** GIVEN INFORMATION **
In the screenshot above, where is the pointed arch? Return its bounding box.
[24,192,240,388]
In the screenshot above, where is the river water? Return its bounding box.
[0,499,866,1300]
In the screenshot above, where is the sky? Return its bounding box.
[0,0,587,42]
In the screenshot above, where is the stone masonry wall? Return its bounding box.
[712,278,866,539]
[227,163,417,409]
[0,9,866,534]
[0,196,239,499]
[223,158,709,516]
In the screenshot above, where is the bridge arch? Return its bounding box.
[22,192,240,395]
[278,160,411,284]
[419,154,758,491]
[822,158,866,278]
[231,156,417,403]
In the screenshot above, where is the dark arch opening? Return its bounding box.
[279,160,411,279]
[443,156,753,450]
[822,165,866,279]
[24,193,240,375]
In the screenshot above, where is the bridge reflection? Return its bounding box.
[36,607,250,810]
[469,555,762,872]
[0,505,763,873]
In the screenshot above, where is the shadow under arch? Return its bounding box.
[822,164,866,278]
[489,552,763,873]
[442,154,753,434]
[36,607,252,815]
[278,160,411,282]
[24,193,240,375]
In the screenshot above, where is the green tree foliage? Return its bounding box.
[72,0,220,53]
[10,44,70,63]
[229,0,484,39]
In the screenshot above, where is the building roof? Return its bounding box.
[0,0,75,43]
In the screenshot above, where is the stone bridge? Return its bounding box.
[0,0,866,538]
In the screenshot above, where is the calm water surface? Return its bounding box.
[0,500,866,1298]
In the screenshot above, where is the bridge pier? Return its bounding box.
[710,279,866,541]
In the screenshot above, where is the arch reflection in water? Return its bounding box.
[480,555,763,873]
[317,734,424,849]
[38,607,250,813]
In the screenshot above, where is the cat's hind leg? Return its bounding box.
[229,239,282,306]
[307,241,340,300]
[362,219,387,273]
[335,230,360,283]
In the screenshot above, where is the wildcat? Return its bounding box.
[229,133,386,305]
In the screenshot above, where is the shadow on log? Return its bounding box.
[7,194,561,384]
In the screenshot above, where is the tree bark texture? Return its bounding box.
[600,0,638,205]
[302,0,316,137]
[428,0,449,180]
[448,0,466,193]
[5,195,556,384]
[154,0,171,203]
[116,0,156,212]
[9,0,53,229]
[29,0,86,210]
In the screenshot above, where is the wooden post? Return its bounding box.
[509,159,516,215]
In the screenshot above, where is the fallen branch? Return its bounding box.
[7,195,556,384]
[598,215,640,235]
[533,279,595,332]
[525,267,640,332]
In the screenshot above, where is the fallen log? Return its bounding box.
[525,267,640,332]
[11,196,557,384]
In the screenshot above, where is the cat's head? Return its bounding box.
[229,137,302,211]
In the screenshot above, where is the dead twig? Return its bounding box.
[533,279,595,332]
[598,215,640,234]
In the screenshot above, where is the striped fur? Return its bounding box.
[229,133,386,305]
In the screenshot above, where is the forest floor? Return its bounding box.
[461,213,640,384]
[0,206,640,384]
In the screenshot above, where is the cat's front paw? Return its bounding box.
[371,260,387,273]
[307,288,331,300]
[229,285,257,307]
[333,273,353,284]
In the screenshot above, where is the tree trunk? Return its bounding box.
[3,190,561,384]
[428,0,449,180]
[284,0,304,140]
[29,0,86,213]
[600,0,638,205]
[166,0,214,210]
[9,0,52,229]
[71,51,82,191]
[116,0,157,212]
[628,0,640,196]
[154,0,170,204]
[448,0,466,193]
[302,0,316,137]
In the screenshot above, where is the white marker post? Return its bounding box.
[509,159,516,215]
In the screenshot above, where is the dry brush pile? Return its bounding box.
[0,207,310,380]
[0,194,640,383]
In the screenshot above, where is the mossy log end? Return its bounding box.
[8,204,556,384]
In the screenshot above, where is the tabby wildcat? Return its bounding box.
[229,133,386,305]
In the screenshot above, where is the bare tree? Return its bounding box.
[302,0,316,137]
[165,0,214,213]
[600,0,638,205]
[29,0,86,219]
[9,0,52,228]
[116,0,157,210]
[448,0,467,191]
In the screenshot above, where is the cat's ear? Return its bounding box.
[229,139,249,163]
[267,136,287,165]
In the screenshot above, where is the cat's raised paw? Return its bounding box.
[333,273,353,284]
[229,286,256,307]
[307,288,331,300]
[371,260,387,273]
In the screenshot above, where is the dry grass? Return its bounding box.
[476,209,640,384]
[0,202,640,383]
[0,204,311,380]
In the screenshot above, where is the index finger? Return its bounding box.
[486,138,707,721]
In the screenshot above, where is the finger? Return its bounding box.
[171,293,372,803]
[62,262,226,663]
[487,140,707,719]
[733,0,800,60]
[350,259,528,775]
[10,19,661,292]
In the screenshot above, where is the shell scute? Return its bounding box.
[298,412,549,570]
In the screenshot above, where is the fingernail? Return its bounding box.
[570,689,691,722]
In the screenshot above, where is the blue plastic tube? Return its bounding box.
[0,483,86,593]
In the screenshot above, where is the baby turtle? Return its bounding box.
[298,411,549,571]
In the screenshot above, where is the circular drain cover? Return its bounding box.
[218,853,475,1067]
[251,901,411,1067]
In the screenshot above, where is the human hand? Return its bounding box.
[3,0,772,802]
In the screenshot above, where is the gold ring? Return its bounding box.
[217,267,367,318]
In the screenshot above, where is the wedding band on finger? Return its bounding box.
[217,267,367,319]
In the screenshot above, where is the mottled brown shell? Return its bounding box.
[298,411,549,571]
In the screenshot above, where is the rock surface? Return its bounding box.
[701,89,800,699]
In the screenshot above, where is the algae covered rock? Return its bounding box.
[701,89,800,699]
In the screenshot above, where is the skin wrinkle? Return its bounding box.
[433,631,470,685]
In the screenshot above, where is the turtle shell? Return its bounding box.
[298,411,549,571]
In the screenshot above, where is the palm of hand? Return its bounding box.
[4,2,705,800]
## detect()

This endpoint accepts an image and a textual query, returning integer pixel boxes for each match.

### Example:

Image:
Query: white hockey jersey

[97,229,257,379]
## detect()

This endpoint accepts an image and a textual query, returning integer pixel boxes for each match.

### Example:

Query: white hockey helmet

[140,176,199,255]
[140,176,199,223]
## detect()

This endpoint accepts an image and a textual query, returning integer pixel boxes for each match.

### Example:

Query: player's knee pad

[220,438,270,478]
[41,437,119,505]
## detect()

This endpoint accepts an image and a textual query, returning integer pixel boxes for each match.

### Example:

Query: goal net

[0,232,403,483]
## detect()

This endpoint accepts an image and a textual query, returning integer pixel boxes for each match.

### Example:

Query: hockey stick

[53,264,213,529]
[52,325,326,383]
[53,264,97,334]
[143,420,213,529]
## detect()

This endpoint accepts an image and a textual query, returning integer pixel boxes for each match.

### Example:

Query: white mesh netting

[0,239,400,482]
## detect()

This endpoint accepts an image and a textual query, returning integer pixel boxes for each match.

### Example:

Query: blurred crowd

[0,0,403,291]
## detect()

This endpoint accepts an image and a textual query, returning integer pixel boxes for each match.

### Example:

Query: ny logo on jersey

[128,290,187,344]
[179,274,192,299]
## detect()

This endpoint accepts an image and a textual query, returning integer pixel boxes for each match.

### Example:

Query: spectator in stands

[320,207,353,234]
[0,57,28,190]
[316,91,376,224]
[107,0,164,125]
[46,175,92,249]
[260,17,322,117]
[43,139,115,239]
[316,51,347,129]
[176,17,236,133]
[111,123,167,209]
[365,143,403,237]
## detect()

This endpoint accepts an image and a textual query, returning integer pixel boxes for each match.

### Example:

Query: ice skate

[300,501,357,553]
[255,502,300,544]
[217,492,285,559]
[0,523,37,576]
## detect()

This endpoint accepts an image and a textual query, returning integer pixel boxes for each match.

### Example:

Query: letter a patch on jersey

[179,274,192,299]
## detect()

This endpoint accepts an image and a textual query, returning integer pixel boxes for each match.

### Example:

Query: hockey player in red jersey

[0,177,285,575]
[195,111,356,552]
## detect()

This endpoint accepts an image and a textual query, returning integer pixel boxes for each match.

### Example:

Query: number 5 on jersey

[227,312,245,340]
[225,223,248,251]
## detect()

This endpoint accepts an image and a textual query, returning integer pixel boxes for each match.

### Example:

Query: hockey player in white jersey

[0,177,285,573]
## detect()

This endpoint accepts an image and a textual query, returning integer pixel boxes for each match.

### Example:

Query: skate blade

** WHAT TO DO **
Rescale the records from the line containing "In the screenshot above, where is the index" down to and including the line containing "[0,483,86,593]". Repeat every line in that span, requests included, and multiply each bounding-box coordinate in the answers by 0.35, rounding to whole numbers with halves going up.

** WRITTEN RESPONSE **
In the screenshot above, where is the index finger? Return its bounding box.
[170,48,247,252]
In the screenshot above, where is the finger? Return its bounding box.
[60,103,130,281]
[22,92,79,232]
[170,49,247,252]
[257,0,280,21]
[123,91,185,271]
[4,7,231,102]
In the screenshot above, where is the shell scute? Return its bounding box.
[104,144,192,200]
In the screenshot above, where is the fingernail? Return its bounding box.
[200,241,242,253]
In the screenshot above, where is the blue plastic tube? Return its bounding box.
[0,169,30,208]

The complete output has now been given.